Requirement> Report back each line of the data that contains the word "coffee".

Entries taken from a collection:
"""

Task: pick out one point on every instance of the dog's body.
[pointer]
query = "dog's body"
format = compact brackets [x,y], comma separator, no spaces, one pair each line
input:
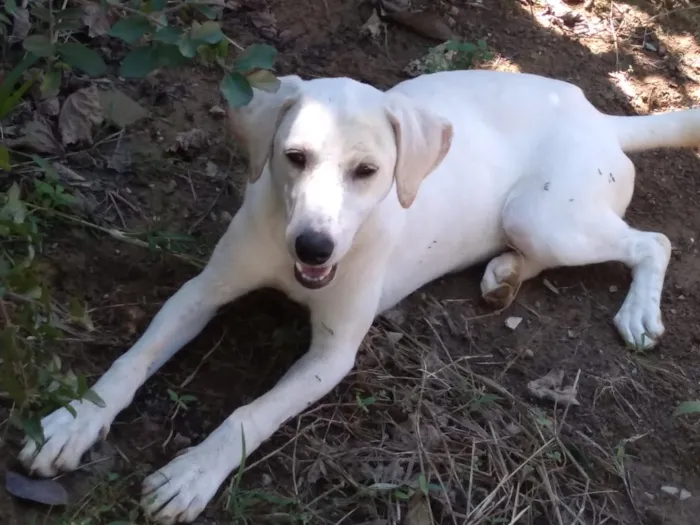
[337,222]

"""
"""

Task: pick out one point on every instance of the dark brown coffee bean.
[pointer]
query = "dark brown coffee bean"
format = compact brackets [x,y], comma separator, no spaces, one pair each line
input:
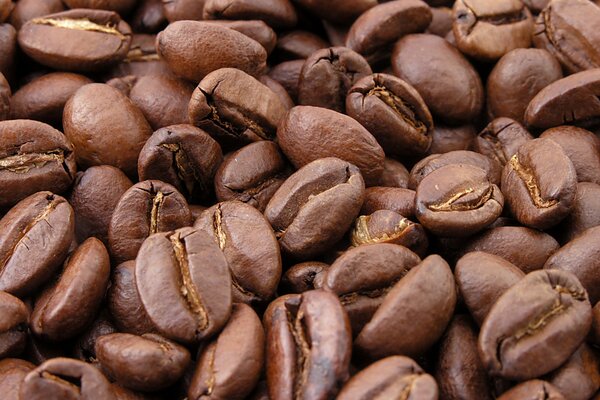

"""

Reply>
Task: pick out one point on every instance of the dark brown coffee bean.
query = "dark brown coffee bean"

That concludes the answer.